What you are asked to do → Shift every answer coordinate by adding 104 to each of its two numbers, then write out all the lines of the data starting at the line that contains "Every instance of the red traffic" and ending at the line that contains "(1164, 262)", both included. Leave every other line unchanged, including the sample coordinates within them.

Extracted entries →
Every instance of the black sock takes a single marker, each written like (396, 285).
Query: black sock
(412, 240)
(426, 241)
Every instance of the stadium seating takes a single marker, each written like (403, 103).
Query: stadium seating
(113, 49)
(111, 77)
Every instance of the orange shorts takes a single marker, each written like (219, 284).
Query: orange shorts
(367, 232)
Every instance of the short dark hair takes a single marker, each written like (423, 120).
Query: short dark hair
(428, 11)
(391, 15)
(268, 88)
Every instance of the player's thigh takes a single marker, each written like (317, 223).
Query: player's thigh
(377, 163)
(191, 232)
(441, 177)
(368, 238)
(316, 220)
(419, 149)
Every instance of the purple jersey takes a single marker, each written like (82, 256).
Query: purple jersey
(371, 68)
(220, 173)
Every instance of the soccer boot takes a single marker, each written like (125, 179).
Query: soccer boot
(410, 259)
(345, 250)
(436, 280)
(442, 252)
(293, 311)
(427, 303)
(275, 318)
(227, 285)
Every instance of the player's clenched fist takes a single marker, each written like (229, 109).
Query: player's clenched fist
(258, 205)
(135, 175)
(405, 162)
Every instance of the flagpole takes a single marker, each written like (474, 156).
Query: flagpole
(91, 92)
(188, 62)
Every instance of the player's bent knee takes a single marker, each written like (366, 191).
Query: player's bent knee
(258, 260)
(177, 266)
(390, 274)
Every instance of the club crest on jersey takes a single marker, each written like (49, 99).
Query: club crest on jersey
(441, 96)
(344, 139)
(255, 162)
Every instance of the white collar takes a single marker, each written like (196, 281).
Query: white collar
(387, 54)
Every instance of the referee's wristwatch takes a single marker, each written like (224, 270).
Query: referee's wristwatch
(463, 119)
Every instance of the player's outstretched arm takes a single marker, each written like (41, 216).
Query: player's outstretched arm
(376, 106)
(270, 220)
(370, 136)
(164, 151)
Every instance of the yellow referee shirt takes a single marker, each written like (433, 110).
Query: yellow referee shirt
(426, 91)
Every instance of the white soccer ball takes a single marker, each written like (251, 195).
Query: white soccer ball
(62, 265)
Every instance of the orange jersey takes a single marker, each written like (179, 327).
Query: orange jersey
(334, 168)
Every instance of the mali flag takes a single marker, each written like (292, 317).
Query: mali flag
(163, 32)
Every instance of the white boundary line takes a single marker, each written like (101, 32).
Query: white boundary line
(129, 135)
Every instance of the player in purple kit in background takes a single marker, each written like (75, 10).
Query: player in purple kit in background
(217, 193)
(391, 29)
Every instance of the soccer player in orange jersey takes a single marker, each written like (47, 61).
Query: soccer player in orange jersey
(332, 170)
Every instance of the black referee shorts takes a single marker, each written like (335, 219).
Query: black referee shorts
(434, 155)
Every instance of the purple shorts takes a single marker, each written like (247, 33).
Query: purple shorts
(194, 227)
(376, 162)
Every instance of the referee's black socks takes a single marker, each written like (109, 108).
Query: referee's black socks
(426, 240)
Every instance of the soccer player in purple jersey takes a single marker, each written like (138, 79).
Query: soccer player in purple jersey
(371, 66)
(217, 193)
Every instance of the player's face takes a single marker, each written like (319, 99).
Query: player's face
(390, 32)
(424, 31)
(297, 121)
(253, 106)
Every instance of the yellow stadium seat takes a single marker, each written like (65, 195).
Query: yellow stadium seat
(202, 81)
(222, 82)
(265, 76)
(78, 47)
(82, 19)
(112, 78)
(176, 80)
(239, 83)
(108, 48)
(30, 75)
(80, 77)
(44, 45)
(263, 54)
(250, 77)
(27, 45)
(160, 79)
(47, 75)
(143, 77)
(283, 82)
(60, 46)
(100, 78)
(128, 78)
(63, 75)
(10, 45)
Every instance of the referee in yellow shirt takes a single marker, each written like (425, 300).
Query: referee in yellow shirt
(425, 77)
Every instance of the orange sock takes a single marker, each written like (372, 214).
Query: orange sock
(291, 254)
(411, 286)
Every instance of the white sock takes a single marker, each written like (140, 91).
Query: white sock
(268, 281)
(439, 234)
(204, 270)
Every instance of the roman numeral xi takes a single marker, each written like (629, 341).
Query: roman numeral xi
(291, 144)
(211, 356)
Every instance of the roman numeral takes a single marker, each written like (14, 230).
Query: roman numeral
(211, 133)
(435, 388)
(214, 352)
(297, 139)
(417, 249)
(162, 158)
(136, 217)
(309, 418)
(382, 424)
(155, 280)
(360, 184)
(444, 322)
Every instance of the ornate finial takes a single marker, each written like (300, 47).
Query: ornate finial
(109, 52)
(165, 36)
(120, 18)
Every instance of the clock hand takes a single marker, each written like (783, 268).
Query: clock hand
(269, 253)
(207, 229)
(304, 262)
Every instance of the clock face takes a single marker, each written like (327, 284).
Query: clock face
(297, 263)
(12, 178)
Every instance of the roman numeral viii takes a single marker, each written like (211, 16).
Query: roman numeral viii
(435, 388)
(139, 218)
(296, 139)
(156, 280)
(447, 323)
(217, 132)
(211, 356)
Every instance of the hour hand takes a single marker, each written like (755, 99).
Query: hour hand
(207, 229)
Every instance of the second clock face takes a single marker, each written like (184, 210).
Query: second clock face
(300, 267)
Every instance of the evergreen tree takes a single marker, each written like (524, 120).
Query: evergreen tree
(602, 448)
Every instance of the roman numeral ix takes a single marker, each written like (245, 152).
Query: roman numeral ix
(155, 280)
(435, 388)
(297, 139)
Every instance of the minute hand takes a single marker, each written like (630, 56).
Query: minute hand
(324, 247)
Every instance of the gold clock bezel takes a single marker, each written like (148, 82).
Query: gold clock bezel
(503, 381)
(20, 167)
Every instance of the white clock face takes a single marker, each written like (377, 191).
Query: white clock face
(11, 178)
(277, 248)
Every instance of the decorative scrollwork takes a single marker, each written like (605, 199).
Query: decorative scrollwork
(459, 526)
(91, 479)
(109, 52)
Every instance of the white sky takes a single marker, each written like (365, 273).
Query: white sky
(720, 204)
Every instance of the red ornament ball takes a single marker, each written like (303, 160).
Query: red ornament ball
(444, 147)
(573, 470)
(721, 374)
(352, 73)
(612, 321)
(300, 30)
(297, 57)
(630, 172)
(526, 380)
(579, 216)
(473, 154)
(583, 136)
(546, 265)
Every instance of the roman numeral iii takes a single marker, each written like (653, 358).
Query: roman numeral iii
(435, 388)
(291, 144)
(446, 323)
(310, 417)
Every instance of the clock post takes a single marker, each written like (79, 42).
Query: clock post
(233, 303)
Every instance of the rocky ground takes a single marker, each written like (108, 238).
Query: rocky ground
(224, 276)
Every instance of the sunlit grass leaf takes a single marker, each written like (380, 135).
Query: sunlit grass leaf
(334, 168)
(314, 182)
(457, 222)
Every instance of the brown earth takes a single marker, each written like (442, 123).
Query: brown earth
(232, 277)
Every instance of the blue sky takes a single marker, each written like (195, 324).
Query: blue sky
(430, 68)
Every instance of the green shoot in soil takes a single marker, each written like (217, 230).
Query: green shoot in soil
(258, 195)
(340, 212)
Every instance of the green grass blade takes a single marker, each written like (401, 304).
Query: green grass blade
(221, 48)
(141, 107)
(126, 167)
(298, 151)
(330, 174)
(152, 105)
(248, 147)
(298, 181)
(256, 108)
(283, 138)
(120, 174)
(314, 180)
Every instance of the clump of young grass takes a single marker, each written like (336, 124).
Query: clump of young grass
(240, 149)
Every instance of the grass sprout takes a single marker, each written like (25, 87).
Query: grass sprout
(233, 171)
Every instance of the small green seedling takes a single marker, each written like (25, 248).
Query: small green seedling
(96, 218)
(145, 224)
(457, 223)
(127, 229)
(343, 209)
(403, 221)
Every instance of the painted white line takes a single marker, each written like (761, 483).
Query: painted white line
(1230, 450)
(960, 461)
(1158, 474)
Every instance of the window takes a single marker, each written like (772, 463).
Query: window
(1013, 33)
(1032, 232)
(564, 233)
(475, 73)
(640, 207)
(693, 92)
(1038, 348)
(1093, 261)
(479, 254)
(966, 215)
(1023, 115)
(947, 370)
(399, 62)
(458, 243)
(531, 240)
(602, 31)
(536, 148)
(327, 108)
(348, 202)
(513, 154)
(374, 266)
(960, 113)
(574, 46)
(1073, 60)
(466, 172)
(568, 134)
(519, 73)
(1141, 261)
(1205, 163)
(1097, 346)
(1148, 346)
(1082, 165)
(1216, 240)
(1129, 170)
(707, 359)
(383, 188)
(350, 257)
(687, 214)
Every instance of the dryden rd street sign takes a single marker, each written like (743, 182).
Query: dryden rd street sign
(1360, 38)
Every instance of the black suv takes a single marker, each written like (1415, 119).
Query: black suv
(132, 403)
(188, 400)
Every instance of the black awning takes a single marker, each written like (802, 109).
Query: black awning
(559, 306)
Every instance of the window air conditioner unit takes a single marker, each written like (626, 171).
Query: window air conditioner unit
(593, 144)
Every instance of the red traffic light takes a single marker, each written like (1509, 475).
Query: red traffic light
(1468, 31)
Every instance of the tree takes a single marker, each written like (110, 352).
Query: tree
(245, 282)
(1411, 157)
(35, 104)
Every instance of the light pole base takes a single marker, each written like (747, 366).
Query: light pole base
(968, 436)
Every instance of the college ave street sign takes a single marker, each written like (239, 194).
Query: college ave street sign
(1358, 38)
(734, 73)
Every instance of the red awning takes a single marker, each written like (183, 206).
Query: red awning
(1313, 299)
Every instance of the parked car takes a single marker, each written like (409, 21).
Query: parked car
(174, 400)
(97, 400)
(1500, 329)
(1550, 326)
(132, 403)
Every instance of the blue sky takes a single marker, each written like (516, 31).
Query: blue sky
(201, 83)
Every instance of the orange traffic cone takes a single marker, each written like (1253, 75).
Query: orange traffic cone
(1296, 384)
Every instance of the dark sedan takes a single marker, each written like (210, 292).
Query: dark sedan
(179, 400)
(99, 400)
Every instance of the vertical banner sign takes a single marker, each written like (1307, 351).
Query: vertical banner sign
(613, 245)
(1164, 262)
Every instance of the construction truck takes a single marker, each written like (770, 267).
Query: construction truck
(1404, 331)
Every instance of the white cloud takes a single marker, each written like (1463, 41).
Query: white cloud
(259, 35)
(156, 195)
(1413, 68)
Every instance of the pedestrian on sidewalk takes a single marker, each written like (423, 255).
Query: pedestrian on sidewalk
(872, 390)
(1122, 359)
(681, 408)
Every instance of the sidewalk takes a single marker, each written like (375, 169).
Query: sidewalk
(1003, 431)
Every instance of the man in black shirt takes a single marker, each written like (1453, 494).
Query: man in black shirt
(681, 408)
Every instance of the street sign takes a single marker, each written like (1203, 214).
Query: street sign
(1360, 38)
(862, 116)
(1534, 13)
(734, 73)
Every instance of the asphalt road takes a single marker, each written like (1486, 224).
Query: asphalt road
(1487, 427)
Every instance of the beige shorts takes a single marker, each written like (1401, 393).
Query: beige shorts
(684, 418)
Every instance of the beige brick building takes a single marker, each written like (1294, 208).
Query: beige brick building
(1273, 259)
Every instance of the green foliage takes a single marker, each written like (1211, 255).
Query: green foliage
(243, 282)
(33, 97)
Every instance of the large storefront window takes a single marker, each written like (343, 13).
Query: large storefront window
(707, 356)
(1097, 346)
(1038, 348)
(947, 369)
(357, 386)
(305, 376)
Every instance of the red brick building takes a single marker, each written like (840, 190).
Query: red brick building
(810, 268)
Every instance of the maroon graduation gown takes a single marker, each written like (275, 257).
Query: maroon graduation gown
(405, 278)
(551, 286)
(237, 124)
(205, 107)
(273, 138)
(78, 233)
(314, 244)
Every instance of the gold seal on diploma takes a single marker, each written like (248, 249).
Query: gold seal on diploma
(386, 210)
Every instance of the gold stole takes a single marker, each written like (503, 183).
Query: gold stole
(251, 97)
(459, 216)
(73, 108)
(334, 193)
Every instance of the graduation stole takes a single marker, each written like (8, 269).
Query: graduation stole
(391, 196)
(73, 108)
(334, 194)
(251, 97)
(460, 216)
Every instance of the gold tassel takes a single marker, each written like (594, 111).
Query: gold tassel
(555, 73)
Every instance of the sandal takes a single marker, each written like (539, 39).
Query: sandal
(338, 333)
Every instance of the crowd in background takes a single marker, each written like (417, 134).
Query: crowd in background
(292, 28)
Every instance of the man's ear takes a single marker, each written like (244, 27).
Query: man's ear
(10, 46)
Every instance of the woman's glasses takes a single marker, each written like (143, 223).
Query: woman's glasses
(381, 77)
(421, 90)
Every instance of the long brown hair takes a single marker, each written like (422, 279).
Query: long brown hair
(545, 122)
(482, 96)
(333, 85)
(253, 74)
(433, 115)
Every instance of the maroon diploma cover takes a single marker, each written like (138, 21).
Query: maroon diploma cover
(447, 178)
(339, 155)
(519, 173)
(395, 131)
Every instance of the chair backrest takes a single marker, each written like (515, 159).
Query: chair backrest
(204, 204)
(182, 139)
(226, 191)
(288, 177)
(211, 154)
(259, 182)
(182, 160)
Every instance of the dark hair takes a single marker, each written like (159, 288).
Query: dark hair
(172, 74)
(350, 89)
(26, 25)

Result of this exercise →
Every instance of the red traffic light takes a single marker, each written like (1509, 475).
Query: red traffic light
(1572, 135)
Every instance of the tree takes a single marker, each written like (110, 352).
Query: tree
(349, 386)
(1515, 261)
(139, 208)
Every instance of the light pole base takes a single marker, each written like (747, 366).
Query: light pole base
(1072, 540)
Every instance of the college ave street sign takes a single marker, each written like (239, 194).
Query: college ave street sign
(1462, 142)
(838, 177)
Every instance of the red awning takes a single marker, each written like (183, 206).
Query: red awning
(1417, 403)
Every instance of the parked car takes a single marker, each written like (409, 21).
Query: parked car
(278, 504)
(201, 504)
(1604, 433)
(1654, 430)
(236, 507)
Every instance of the blue sky takes a single marker, each written like (516, 31).
Query: blue sky
(305, 187)
Every instance of the orange traffic cone takes a single marker, each written like (1253, 75).
Query: orange traffic cone
(1400, 488)
Every instance of the dark sedan takes a single marker, each written like (210, 292).
Query: dark sedan
(283, 504)
(203, 504)
Every instance of the vertical banner sign takes a single marker, each written like (1307, 351).
Query: vertical banner sign
(717, 349)
(1268, 366)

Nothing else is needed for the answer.